Brief: Rewrite the data below, substituting "fill area" for every occurrence of "interior" and leaving everything else unchanged.

──────── Records shown ────────

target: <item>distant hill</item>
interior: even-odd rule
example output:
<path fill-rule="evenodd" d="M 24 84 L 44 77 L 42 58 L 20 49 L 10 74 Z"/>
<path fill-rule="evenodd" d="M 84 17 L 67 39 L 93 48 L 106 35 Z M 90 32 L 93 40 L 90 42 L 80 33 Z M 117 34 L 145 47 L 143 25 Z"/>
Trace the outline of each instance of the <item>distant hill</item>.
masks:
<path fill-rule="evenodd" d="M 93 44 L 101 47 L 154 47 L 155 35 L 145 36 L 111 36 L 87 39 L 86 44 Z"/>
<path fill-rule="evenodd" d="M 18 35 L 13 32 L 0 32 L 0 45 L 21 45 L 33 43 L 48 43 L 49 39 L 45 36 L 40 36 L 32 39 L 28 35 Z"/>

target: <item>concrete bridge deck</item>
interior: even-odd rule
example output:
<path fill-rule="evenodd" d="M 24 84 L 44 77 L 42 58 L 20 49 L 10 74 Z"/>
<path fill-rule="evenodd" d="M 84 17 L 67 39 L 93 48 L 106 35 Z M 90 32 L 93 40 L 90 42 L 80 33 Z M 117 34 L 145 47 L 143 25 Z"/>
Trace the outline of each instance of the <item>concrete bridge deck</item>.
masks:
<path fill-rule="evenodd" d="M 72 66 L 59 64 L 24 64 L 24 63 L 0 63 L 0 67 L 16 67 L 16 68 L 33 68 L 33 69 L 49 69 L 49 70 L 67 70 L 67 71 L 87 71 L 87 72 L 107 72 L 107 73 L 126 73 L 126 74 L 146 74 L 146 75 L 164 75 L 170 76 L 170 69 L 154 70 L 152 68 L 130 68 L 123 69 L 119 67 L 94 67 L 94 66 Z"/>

────────

Result below:
target: <item>distant hill</item>
fill area: even-odd rule
example output:
<path fill-rule="evenodd" d="M 24 84 L 44 77 L 42 58 L 20 49 L 10 74 Z"/>
<path fill-rule="evenodd" d="M 84 17 L 67 39 L 93 48 L 106 35 Z M 90 32 L 93 40 L 90 42 L 80 33 Z M 117 34 L 145 47 L 143 25 Z"/>
Trace the outline of each instance of the <item>distant hill</item>.
masks:
<path fill-rule="evenodd" d="M 93 44 L 101 47 L 154 47 L 155 35 L 145 36 L 111 36 L 87 39 L 86 44 Z"/>
<path fill-rule="evenodd" d="M 18 35 L 13 32 L 0 32 L 0 45 L 21 45 L 33 43 L 48 43 L 49 39 L 45 36 L 40 36 L 32 39 L 28 35 Z"/>

target: <item>concrete bridge deck</item>
fill area: even-odd rule
example output:
<path fill-rule="evenodd" d="M 24 84 L 44 77 L 42 58 L 20 49 L 10 74 Z"/>
<path fill-rule="evenodd" d="M 84 17 L 67 39 L 93 48 L 106 35 Z M 90 32 L 93 40 L 90 42 L 80 33 Z M 117 34 L 145 47 L 143 25 Z"/>
Trace the outline of each instance of the <item>concrete bridge deck</item>.
masks:
<path fill-rule="evenodd" d="M 72 66 L 59 64 L 24 64 L 24 63 L 0 63 L 0 67 L 16 67 L 16 68 L 33 68 L 33 69 L 49 69 L 49 70 L 67 70 L 67 71 L 87 71 L 87 72 L 107 72 L 107 73 L 126 73 L 126 74 L 146 74 L 146 75 L 164 75 L 170 76 L 170 69 L 154 70 L 152 68 L 130 68 L 123 69 L 119 67 L 94 67 L 94 66 Z"/>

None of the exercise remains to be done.